In the article below on American Muslim leaders and the war on terrorism, what Los Angeles magazine does Aslam Abdullah edit?

══ SOURCE ══

American Muslim leaders who
have endorsed the war on terrorism are facing a growing backlash from
community members concerned about the impact on Afghan civilians and
broader U.S. war aims.
The concerns have led the Council on
American-Islamic Relations, a Muslim civil rights organization with a
large grass-roots base, to draft a statement calling for an end to the
bombing in Afghanistan.
Other Muslim
groups so far have declined to sign the statement, prompting the council
to debate whether to issue it.
Some Muslim leaders hesitate to sign
for fear of provoking a backlash in the wider population and projecting an
image of being unpatriotic. Others fear alienating the Bush administration
at a time the community has made great strides in gaining political
influence in Washington. Several prominent Muslim organizations in the
U.S. backed George W. Bush over Al Gore in the presidential campaign last
year, seeking to create a unified Muslim political position for the first
time.
The debate over the antiwar statement illuminates the
divisions within the American Muslim community. Leaders until now have
tried to portray a united front in support of U.S. policy. But significant
opposition to that policy exists in the community.
"The Muslim
leadership is in a real dilemma," said Aslam Abdullah, editor of the
Minaret, a Muslim magazine in Los Angeles. "If they oppose the war, people
will point their fingers and say they are soft on terrorism. But if they
support it, they may be speaking against their
conscience."
Abdullah, a board member of the Muslim Public Affairs
Council, has opposed the attacks on Afghanistan from the beginning of the
U.S. bombing campaign, but was unsuccessful in persuading his organization
to adopt his view.
Instead, in a statement issued Oct. 7, the day
the air campaign began, the council said it wholeheartedly endorsed the
campaign on terrorism without explicitly addressing the military
action.
Local representatives of the Council on American-Islamic
Relations said they received e-mails from members disappointed by what
they perceived as a timid stand and de facto support of an attack on a
Muslim country. Kaukab Siddique, editor of New Trend, a Muslim newspaper
based on the East Coast, circulated a call for leaders of the council and
other "bootlicker organizations" to resign if they wanted to be considered
Muslim.

═══
══ DATA PROVIDED ══

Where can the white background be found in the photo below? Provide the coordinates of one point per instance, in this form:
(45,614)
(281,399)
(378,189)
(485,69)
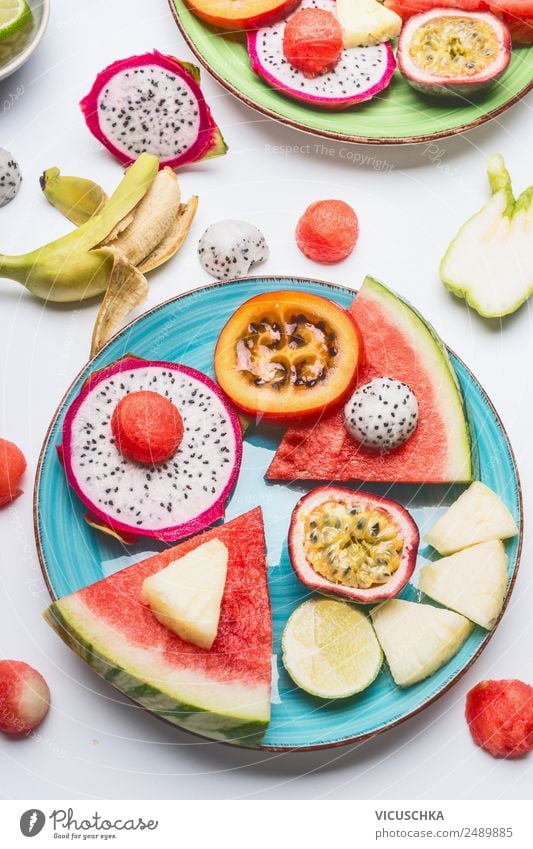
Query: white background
(410,201)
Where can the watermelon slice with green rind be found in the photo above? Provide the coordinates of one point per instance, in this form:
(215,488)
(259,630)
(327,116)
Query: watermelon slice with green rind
(398,343)
(223,692)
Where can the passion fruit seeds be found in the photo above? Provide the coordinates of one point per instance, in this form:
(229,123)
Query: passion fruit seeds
(351,544)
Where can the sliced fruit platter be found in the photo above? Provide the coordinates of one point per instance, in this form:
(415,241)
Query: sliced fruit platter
(278,513)
(366,70)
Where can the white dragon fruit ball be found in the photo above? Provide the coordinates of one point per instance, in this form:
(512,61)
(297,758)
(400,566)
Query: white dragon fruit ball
(231,248)
(10,177)
(382,414)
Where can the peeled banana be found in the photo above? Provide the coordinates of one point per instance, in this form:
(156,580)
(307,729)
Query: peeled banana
(119,238)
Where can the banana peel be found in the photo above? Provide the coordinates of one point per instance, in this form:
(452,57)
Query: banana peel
(75,197)
(117,240)
(174,238)
(126,290)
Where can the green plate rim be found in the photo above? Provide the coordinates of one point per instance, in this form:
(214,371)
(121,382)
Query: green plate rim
(319,746)
(341,137)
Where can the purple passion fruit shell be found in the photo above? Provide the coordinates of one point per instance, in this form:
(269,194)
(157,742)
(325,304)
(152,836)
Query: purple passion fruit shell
(353,544)
(453,52)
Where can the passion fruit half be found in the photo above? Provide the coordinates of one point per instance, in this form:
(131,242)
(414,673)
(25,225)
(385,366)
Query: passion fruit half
(453,52)
(352,544)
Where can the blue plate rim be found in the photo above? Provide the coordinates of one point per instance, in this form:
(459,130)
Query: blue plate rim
(359,738)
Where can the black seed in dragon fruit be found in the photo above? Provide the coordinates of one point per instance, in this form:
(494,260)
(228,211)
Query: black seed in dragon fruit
(168,500)
(152,104)
(382,414)
(231,248)
(10,177)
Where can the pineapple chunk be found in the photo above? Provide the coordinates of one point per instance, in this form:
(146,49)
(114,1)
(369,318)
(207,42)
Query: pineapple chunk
(186,596)
(477,516)
(472,582)
(366,22)
(417,639)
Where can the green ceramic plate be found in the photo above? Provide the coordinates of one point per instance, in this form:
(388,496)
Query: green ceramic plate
(398,115)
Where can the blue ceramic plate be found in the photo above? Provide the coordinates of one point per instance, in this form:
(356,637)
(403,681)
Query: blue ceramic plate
(72,555)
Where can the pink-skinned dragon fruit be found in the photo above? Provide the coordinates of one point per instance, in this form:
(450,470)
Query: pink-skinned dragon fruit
(361,73)
(152,103)
(170,500)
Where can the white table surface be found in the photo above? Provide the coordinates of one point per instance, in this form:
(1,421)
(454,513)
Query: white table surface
(410,201)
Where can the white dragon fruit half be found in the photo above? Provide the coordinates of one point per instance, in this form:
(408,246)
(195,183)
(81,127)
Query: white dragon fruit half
(10,177)
(152,103)
(382,414)
(170,500)
(362,72)
(231,248)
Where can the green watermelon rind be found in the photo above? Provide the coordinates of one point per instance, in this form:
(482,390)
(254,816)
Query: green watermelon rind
(464,431)
(216,726)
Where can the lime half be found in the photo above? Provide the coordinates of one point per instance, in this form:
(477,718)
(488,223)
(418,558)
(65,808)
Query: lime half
(14,15)
(330,649)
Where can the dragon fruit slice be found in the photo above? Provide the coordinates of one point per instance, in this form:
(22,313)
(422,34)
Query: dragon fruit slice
(361,73)
(152,103)
(173,499)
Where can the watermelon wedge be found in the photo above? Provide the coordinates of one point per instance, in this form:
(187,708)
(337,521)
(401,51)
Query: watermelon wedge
(398,343)
(223,692)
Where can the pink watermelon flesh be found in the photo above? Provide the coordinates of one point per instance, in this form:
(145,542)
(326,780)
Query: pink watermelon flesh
(397,344)
(229,697)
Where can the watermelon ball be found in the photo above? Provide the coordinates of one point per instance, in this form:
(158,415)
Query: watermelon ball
(12,467)
(24,697)
(147,427)
(500,717)
(327,231)
(312,42)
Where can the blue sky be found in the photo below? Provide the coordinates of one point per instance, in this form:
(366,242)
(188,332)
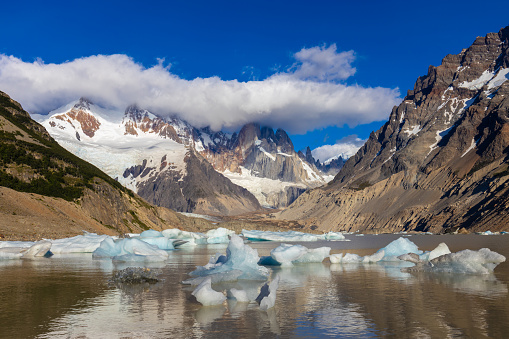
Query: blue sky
(249,42)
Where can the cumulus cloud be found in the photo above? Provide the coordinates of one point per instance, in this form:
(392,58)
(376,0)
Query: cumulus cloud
(323,64)
(345,147)
(305,97)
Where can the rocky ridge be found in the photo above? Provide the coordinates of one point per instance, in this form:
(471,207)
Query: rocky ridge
(441,161)
(47,192)
(256,159)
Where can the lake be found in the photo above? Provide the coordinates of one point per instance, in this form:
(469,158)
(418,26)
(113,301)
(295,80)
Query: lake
(69,296)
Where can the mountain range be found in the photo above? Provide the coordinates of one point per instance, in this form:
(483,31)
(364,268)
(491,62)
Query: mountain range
(170,163)
(439,164)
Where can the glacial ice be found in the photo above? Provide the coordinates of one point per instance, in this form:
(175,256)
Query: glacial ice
(398,247)
(350,258)
(129,250)
(287,255)
(37,249)
(239,295)
(267,297)
(290,236)
(206,295)
(86,243)
(240,263)
(191,238)
(482,261)
(219,236)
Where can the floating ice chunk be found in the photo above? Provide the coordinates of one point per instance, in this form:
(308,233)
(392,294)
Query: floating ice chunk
(136,275)
(350,258)
(162,243)
(376,257)
(278,236)
(86,243)
(399,247)
(206,295)
(336,258)
(333,236)
(285,253)
(239,295)
(129,250)
(314,255)
(191,238)
(37,249)
(240,263)
(483,261)
(267,297)
(151,234)
(219,236)
(441,249)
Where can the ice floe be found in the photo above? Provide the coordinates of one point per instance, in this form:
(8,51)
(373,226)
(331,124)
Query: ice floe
(290,236)
(86,243)
(482,261)
(240,263)
(206,295)
(37,249)
(287,255)
(129,250)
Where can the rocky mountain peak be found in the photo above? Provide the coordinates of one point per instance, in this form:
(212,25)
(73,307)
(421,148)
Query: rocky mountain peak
(439,162)
(83,104)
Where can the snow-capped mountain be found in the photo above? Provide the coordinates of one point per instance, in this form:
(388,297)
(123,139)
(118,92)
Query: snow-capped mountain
(152,156)
(439,162)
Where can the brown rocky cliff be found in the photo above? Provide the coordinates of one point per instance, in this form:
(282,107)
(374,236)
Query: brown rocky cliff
(439,163)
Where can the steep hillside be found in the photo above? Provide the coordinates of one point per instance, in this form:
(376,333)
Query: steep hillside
(47,191)
(441,161)
(153,157)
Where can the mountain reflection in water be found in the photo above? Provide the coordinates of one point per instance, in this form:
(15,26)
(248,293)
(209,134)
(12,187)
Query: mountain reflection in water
(69,296)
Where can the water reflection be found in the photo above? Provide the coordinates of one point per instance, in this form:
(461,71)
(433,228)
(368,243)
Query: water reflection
(70,297)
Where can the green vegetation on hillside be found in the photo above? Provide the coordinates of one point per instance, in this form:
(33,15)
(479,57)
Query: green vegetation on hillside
(41,166)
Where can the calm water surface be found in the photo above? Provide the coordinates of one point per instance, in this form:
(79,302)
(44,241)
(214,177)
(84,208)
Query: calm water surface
(70,297)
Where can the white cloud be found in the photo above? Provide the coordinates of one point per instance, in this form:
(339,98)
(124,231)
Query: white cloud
(323,64)
(345,147)
(301,99)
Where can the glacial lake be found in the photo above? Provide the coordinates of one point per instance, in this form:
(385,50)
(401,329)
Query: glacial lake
(69,296)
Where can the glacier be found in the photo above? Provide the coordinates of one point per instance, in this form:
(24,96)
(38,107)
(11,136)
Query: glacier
(290,236)
(240,263)
(206,295)
(129,250)
(482,261)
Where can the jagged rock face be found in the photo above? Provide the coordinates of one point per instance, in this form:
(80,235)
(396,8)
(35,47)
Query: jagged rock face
(259,153)
(198,189)
(441,159)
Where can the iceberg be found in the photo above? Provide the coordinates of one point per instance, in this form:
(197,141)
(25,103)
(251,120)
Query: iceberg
(191,238)
(278,236)
(482,261)
(129,249)
(37,249)
(206,295)
(287,255)
(219,236)
(86,243)
(240,263)
(239,295)
(267,297)
(350,258)
(398,247)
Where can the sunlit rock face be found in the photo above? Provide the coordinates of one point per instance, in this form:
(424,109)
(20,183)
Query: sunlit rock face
(173,164)
(439,163)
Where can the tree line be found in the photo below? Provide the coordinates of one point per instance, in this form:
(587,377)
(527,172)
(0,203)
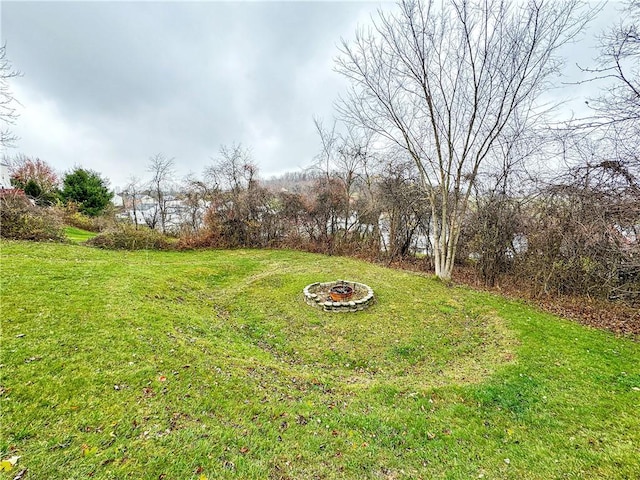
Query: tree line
(444,150)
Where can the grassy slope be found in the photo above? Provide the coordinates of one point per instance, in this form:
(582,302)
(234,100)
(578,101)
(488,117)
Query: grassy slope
(209,364)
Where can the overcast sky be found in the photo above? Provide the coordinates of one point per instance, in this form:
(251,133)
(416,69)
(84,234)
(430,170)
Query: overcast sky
(106,85)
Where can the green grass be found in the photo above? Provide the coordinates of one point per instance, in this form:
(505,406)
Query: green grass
(77,235)
(208,364)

═══

RESULT OF THE EXERCISE: The Minaret.